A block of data
— START —

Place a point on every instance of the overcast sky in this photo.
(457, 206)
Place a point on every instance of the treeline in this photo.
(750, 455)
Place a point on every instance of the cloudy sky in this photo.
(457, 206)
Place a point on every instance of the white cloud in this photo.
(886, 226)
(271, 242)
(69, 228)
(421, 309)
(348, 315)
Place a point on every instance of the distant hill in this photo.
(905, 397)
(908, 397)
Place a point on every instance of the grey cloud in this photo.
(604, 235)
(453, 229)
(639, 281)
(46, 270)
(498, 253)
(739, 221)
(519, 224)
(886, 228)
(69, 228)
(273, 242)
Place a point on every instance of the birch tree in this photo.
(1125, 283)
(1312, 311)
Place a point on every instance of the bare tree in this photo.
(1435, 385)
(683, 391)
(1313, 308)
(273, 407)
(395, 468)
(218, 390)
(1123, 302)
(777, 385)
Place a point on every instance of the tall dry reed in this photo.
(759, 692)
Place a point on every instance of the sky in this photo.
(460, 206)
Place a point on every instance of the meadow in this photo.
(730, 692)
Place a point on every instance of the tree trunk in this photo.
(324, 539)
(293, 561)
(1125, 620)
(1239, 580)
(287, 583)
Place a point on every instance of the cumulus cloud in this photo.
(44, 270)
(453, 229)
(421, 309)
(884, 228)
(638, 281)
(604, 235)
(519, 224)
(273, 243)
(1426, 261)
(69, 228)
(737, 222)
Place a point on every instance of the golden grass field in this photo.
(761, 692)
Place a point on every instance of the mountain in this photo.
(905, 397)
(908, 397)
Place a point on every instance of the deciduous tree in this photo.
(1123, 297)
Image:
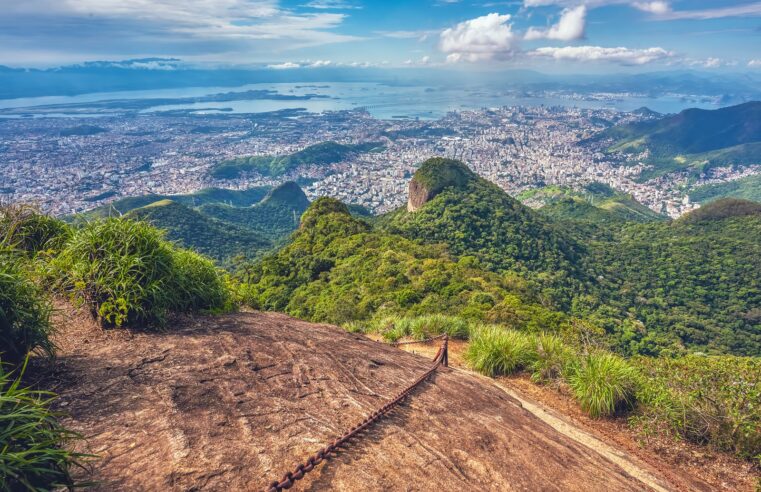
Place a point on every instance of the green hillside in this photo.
(321, 154)
(194, 230)
(728, 136)
(237, 198)
(597, 203)
(474, 217)
(748, 188)
(471, 250)
(275, 216)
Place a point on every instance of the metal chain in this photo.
(290, 478)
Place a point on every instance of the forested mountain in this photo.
(321, 154)
(728, 136)
(192, 229)
(463, 246)
(222, 224)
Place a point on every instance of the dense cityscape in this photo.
(67, 165)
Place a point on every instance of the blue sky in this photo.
(547, 35)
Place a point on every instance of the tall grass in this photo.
(32, 453)
(393, 328)
(126, 273)
(24, 312)
(604, 384)
(495, 351)
(552, 358)
(25, 228)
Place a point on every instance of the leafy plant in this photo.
(553, 358)
(604, 384)
(32, 442)
(707, 400)
(495, 351)
(25, 228)
(24, 311)
(127, 273)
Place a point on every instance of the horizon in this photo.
(555, 37)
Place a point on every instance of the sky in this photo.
(547, 35)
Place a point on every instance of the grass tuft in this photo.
(32, 453)
(604, 384)
(496, 351)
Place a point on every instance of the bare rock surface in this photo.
(232, 402)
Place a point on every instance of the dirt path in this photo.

— END —

• [What is required] Quote everything in the listing above exactly; pictures are the only thing to omit.

• [Result for this task]
Place a point on every instance of the overcast sky in this photo.
(457, 206)
Place a point on every instance of the treeline in this photo.
(750, 455)
Place a point on every instance of the cloudy sky in this photo.
(457, 206)
Place a point on every instance of the white cloud in this photo.
(886, 226)
(271, 242)
(69, 228)
(421, 309)
(348, 315)
Place a point on every instance of the distant hill in this photo.
(905, 397)
(908, 397)
Place a point on every instance of the grey cloud in this photo.
(604, 235)
(453, 229)
(639, 281)
(46, 270)
(498, 253)
(739, 221)
(519, 224)
(886, 228)
(69, 228)
(273, 242)
Place a point on every instance of the birch tree in this photo.
(1125, 283)
(1312, 311)
Place a point on every instance of the bare tree in this photo.
(1435, 385)
(683, 391)
(1313, 308)
(273, 407)
(395, 468)
(218, 390)
(1123, 302)
(777, 385)
Place a point on every instance of the tall dry reed in this photo.
(759, 692)
Place a point on every instance of the sky in this photo.
(460, 206)
Place a point on every instance of the meadow in this photo.
(730, 692)
Place a point on every instance of the tree trunk in this photo.
(324, 539)
(293, 561)
(1125, 620)
(1239, 580)
(287, 583)
Place a point on every instance of the cumulus cloud in this photo.
(44, 270)
(453, 229)
(421, 309)
(884, 228)
(638, 281)
(604, 235)
(519, 224)
(273, 243)
(1426, 261)
(69, 228)
(737, 222)
Place a point on every instance of the golden grass field in this photo.
(761, 692)
Place a point on every instance of the mountain in this photo.
(905, 397)
(908, 397)
Place a point on every instance of the deciduous tree in this photo.
(1123, 297)
Image:
Place a point on every instance of the green hillside in this photo.
(321, 154)
(194, 230)
(728, 136)
(237, 198)
(597, 203)
(474, 217)
(748, 188)
(471, 250)
(275, 216)
Place a point on every instance of the metal chain in this photo.
(290, 478)
Place a point on every instance of the forested mountain in this photo.
(321, 154)
(728, 136)
(192, 229)
(463, 246)
(222, 224)
Place a point on every instance of the dense cityscape in this photo.
(67, 165)
Place a point on every instance of the blue sky in this photo.
(547, 35)
Place a point on every instance of the tall grass in this photo.
(32, 453)
(393, 328)
(126, 273)
(24, 312)
(604, 384)
(495, 351)
(552, 358)
(25, 228)
Place a point on every instance of the leafy plant in this photo.
(553, 358)
(604, 384)
(32, 442)
(707, 400)
(495, 351)
(25, 228)
(24, 311)
(127, 273)
Place a point on every instance of the horizon in this photo.
(555, 37)
Place a point on every instance of the sky in this photo.
(547, 35)
Place a point on every instance of the grass tuft in this photo.
(32, 453)
(604, 384)
(496, 351)
Place a point on every instance of the bare rock surface in this photo.
(232, 402)
Place a point on every instance of the dirt path in this photo.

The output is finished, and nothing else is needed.